[What to produce] Extract, from the listing that follows, each line containing the word "tire".

[Records for the exercise]
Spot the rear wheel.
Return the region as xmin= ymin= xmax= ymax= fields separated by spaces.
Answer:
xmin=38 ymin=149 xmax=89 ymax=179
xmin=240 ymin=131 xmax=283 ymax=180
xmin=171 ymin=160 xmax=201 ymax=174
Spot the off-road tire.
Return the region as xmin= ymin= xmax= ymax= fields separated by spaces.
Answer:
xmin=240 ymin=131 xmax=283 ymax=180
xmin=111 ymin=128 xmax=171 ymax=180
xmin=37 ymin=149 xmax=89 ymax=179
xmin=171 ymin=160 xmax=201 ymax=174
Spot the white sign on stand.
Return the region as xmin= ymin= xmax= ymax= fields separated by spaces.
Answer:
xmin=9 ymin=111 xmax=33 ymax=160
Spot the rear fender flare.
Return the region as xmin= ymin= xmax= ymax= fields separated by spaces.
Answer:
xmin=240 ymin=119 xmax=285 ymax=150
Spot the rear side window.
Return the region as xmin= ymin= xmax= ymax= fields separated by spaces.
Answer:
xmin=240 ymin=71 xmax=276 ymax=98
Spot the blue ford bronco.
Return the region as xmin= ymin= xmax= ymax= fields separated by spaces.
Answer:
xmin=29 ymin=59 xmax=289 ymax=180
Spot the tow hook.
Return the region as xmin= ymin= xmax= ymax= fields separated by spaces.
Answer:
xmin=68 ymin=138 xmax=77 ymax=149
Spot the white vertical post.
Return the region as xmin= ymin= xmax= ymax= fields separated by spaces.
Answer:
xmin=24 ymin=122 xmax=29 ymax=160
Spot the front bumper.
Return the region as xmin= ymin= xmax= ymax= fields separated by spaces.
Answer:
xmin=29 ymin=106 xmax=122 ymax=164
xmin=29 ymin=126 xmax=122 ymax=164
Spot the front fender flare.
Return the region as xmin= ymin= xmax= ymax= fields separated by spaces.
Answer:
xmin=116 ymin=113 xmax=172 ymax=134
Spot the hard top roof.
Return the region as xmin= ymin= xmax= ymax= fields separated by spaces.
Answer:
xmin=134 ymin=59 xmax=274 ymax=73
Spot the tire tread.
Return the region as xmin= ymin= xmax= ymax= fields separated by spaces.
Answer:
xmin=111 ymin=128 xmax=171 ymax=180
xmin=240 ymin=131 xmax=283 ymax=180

[Worked solution]
Spot the off-road tire.
Spot the tire tread.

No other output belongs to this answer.